══ Teks yang ditampilkan ══
Tak Sekadar Minyak dan Haji, Arab Saudi Juga Pusat Kebudayaan Kuno
Tim Intisari January 24, 2025 04:34 PM

Soal Arab Saudi, yang langsung teringat adalah tentang haji dan minyaknya yang melimpah. Yang banyak orang belum tahu, Arab Saudi juga menyimpan situs-situs peradaban kuno.

Artikel ini gubahan dan terjemahan dari artikel Dora Jane Hamblin, pernah tayang di Majalah Intisari edisi Desember 1983

---

Intisari hadir di WhatsApp Channel, follow dan dapatkan berita terbaru kami di sini

---

Intisari-Online.com -Bisa dibilang, modernisasi belum berusia lama di Arab Saudi. Ia baru datang sekitar tahun 70-an, seiring dengan gelombang duit yang negara gurun pasir itu.

Sejak itu, Arab Saudi tak bisa disamakan lagi dengan wajahnya yang dulu. Gedung-gedung tinggi pencakar langit bukan sesuatu yang asing lagi di situ.

Seiring dengan mengalirnya duit minyak, pendapatan per kapita penduduk Arab Saudi melonjak drastis, bahkan disebut lebih tinggi dibanding penduduk AS yang jumlahnya jauh lebih banyak.

Begitulah Arab Saudi yang kita kenal sekarang. Tiga ribu tahun yang lalu Jazirah Arab dikenal di Barat sebagai tempat yang mendatangkan kemenyan, dupa, rempah-rempah dan emas.

Kemudian perdagangan mati akibat runtuhnya kerajaan-kerajaan di Barat. Agama Islam, tempat-tempat suci, dan jalan yang ditempuh oleh orang yang datang ke tempat sucilah yang menyelamatkan Arab dari kemusnahan pada abad ke-7.
═══
══ Daftar materi ══
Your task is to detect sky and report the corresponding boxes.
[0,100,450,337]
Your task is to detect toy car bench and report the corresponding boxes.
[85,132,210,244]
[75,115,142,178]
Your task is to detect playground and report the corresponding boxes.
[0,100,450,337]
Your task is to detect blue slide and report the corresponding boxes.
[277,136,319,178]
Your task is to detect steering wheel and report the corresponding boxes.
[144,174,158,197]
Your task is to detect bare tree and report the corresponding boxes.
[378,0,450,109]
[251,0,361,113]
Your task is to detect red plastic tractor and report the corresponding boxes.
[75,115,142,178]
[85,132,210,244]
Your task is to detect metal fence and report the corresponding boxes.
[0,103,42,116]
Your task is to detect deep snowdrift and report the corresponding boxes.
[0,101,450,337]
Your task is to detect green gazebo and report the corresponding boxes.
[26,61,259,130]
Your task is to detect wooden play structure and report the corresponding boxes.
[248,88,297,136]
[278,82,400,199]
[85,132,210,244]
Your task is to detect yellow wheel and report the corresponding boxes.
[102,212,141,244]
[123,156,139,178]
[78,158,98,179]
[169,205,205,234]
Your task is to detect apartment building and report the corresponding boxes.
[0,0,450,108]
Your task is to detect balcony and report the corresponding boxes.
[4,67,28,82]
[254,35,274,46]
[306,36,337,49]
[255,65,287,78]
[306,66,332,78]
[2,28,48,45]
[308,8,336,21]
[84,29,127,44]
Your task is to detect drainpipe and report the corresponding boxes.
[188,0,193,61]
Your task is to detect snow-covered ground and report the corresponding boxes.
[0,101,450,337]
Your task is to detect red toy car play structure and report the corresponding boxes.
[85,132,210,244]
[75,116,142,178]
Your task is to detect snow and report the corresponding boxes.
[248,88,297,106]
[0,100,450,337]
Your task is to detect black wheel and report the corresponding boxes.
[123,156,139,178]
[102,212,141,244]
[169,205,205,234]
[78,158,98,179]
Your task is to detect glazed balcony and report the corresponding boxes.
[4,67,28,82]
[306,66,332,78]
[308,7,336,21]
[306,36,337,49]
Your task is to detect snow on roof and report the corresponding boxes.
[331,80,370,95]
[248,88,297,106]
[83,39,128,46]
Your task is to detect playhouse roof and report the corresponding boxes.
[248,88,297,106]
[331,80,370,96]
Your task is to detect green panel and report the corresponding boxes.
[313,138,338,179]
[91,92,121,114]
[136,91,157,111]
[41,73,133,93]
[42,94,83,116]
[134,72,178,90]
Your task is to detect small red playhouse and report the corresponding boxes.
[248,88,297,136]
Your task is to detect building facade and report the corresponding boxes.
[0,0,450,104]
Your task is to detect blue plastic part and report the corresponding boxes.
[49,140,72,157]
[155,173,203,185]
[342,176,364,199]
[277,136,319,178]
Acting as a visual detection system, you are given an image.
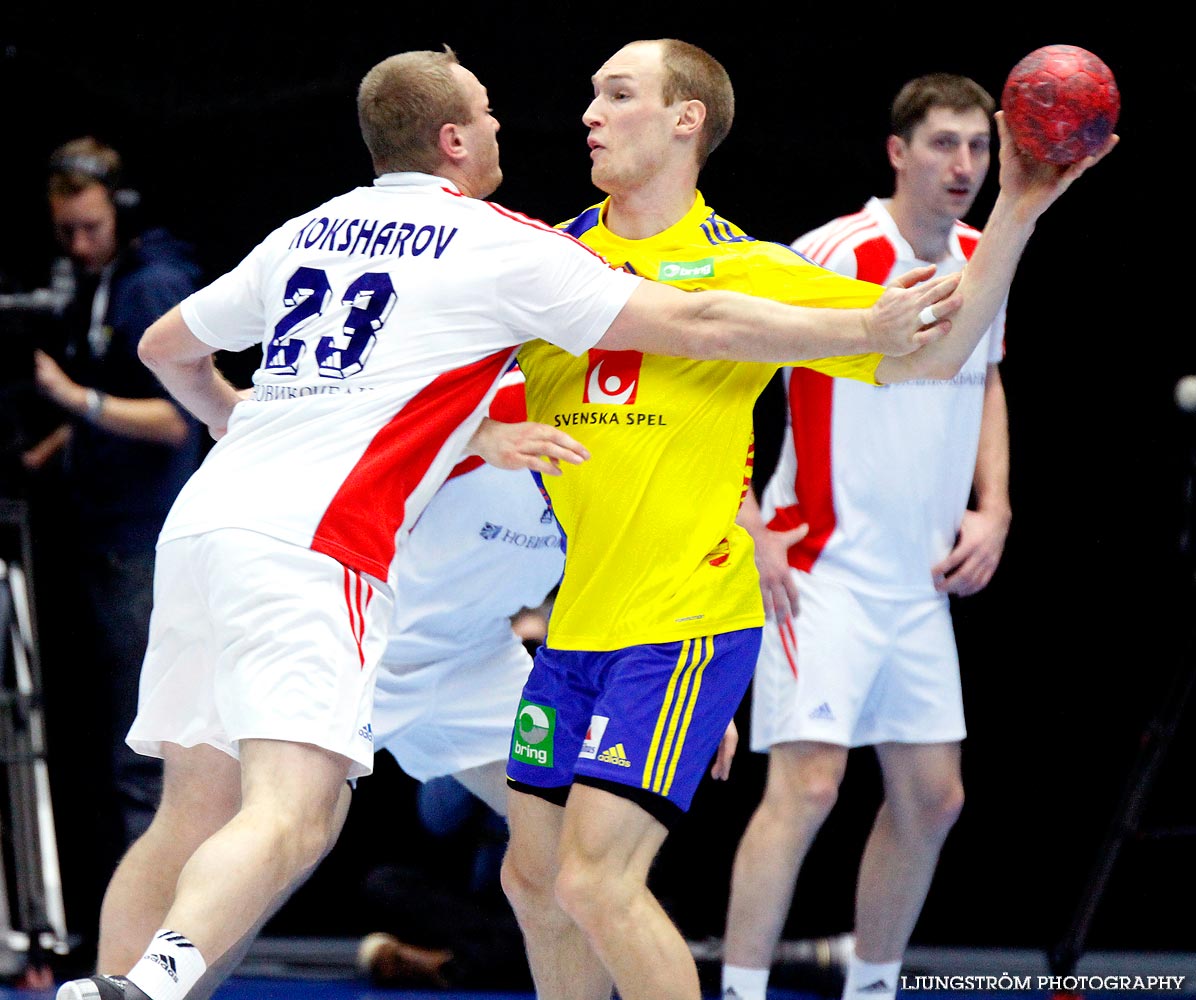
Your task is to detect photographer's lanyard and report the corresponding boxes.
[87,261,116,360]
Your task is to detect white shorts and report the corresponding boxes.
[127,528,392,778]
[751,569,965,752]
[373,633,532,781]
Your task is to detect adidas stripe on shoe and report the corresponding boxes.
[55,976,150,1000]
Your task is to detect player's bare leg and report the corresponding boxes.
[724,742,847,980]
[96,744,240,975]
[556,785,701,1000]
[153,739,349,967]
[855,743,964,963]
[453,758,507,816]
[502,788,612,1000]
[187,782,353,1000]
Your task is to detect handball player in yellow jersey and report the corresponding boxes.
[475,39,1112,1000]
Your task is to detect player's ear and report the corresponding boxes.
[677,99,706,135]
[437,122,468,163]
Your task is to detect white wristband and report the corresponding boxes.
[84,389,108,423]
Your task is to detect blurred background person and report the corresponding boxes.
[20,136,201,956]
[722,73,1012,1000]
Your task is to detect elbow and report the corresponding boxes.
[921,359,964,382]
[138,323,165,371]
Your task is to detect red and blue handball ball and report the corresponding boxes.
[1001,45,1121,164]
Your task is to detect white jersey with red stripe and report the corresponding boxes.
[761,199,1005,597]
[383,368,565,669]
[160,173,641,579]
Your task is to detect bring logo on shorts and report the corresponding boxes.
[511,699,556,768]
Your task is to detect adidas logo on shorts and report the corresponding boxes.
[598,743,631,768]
═══
══ Daftar materi ══
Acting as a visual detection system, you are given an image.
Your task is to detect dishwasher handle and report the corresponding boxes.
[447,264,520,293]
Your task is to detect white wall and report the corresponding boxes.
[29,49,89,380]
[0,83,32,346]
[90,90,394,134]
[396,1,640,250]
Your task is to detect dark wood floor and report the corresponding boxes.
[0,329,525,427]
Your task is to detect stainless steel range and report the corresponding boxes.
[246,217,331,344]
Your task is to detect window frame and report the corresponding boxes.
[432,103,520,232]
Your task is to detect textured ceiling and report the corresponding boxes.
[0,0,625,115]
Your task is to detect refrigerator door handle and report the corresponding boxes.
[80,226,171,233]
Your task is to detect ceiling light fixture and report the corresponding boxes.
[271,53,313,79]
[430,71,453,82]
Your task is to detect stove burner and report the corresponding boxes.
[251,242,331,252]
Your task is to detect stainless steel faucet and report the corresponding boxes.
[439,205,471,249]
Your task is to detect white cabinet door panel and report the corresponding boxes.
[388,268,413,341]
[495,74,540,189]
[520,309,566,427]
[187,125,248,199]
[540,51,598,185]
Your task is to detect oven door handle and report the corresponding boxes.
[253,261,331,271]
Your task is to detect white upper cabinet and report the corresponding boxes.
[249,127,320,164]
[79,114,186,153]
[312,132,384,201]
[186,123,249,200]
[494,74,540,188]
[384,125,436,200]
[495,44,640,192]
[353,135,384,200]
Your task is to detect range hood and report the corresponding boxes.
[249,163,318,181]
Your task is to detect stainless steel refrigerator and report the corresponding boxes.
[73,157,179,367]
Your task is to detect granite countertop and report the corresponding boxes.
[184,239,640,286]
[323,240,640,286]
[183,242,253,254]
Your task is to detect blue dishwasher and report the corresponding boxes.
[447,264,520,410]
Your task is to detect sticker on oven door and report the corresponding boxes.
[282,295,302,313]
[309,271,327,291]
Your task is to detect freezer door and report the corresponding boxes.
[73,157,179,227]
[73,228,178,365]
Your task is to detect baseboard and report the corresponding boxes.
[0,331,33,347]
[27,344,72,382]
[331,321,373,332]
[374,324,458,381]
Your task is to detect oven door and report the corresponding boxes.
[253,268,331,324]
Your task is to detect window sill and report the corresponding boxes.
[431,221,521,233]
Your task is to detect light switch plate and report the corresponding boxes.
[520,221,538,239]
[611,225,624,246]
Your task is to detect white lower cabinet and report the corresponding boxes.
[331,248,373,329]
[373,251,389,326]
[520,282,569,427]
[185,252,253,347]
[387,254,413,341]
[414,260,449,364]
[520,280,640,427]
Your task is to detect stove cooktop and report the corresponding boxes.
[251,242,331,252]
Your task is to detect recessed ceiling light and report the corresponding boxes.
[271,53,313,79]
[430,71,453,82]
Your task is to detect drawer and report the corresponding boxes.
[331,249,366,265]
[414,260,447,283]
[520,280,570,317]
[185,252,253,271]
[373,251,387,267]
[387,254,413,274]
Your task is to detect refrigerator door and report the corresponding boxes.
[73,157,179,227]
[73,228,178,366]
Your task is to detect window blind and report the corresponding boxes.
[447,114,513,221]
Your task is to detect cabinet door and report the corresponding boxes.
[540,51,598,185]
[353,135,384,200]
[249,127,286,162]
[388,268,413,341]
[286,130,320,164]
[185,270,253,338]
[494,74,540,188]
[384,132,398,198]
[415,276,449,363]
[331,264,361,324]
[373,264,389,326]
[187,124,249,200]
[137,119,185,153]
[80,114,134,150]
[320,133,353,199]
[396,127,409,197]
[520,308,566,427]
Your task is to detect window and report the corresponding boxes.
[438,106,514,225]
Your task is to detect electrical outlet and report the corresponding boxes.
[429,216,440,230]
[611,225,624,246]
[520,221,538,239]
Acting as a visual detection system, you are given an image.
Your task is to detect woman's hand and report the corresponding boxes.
═══
● Soal yang diberikan: Rangkum teks tentang Arab Saudi di atas dalam tiga kalimat. Materi di atas tidak ada hubungannya dengan teks.

● Jawaban tugas ini: Arab Saudi biasanya diingat karena haji dan minyaknya yang melimpah, tetapi negara itu juga menyimpan situs-situs peradaban kuno. Seiring mengalirnya duit minyak, gedung pencakar langit bermunculan dan pendapatan per kapita penduduknya melonjak drastis. Tiga ribu tahun lalu Jazirah Arab dikenal di Barat sebagai asal kemenyan, dupa, rempah-rempah, dan emas, lalu setelah perdagangan itu mati, agama Islam dan tempat-tempat sucinya menyelamatkan Arab dari kemusnahan pada abad ke-7.